TASK »
Look through the entries below, please, and copy every line with the word "instance".

(DATASET ENTRIES begins)

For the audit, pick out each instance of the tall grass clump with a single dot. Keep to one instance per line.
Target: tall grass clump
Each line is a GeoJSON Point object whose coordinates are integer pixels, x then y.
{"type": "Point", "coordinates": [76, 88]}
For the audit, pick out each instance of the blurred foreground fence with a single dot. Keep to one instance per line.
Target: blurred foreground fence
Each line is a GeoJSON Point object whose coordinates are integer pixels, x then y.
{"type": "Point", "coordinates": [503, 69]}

(DATASET ENTRIES ends)

ANSWER SPACE »
For the audit, pick out each instance of the tall grass clump with a single dot. Keep to one instance per line.
For the audit, pick out each instance of the blurred foreground fence with a single dot. Keep to one instance per line.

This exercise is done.